The majority of inflammatory cells are capable of expressing CCL5, with T cells and monocytes being the most often found cell types to do so. CCL5 has the strongest affinity for CCR5, even though it may also bind to CCR1, CCR3, CCR4, and CCR519. In recent years, the CCL5/CCR5 axis has been extensively studied in the tumorigenesis of many types of cancers, such as head and neck cancer, gastric cancer, pancreatic cancer, chondrosarcoma, breast cancer, etc20. The goal of the CCL5/CCR5 axis has always been to improve the milieu that supports the survival of tumor cells. On the one hand, CCL5/CCR5 causes cellular signaling via ERK/MEK, PI3K/AKT, NF-κB, and HIF-α to give tumor cells the ability to proliferate uncontrollably and become immortal20. In contrast, these signaling pathways eliminate obstacles to tumor invasion and metastasis by controlling MMP, growth factors, and inflammatory factors21. In addition, CCL5/CCR5 recruits Tregs, MDSCs and TAM to induce tumor immunosuppression22.

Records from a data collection
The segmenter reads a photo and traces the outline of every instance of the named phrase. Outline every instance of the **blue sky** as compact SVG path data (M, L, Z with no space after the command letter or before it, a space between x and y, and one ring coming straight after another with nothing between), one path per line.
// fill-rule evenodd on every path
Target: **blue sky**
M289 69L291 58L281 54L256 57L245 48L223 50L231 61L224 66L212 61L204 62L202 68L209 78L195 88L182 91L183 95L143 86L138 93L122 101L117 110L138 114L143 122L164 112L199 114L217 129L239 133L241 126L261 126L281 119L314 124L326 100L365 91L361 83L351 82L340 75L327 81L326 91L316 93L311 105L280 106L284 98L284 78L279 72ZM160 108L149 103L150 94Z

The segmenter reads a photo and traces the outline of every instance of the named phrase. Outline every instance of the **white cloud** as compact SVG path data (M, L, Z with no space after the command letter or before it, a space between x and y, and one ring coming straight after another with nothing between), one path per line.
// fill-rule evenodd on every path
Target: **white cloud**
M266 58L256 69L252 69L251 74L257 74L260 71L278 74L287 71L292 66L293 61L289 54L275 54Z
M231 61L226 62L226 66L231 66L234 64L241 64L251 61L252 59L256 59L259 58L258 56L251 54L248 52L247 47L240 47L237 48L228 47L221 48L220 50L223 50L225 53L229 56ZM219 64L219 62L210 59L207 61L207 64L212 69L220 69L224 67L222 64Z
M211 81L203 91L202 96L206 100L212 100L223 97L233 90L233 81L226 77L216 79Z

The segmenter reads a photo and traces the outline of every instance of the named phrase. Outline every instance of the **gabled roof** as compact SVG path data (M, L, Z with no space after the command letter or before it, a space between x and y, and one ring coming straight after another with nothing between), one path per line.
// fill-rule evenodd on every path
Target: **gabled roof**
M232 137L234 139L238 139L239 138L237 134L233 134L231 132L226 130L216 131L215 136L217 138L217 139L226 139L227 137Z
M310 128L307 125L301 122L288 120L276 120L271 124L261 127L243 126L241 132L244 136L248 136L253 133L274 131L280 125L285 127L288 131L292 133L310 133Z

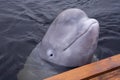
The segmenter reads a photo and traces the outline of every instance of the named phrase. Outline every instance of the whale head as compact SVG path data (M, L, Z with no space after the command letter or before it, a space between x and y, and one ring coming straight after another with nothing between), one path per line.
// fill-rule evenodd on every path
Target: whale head
M97 46L99 23L76 8L60 13L50 25L37 49L48 62L76 67L91 61Z

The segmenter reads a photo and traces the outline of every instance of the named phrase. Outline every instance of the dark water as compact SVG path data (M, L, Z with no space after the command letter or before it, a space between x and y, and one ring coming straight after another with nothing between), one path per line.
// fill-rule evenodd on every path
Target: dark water
M17 80L27 56L68 8L100 22L99 59L120 53L120 0L0 0L0 80Z

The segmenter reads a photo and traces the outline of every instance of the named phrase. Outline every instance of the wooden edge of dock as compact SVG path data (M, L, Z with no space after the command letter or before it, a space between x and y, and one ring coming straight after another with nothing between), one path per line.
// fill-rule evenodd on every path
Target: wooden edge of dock
M118 68L120 72L120 54L63 72L44 80L93 80L92 78L98 75L114 71ZM94 80L98 79L94 78Z

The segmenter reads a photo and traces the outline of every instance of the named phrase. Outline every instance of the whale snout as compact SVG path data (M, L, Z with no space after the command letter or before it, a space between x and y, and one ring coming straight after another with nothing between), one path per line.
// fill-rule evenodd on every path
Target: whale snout
M57 65L75 67L90 61L97 46L99 22L80 9L63 11L41 42L40 57Z

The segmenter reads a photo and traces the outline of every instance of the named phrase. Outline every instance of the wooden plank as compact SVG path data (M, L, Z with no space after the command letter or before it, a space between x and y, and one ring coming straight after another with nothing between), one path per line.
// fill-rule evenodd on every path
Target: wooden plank
M120 54L63 72L44 80L81 80L120 67Z

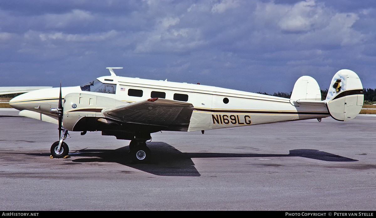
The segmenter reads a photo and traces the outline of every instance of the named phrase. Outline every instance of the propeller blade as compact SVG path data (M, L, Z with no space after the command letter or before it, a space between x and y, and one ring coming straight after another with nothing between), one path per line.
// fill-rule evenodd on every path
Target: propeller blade
M63 118L62 97L61 97L61 81L60 81L60 93L59 96L59 138L61 137L62 122Z

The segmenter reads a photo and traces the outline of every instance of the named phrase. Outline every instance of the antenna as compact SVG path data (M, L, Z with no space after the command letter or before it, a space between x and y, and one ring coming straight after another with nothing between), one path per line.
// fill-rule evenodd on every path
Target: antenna
M116 75L114 72L114 70L112 69L123 69L123 67L106 67L106 69L108 69L108 70L110 71L110 73L111 73L111 75L114 76L116 76Z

> HOW TO COMPLETE THIS TASK
Continue the passage on the CCL5/CCR5 axis in cancer from the point at which it stops.

> ANSWER TO THE EXERCISE
We further explored the role of CCL5 in therapeutic aspects through single-cell data, immunotherapy datasets and molecular docking. We found that CCL5 is strongly expressed in CD8 + T cells and NK cells. the close association between CCL5 and immune checkpoints suggests that CCL5 has considerable research potential in the field of immunotherapy. In order to find small molecule drugs that can target CCL5, we finally performed molecular docking against CCL5. Eight of the top small molecules with the strongest affinity for CCL5 are in clinical trials, including Gadofosveset, which is being studied extensively for its potential use as a contrast agent in the cardiovascular system23.Tessalon can act as a local anesthetic in the peripheral nerves, with both sensory and motor nerve blocking effects24. Atazanavir as an antiretroviral therapy is now widely studied in clinical trials in human immunodeficiency diseases25. Chlorhexidine has an important role in preventing surgical infections26.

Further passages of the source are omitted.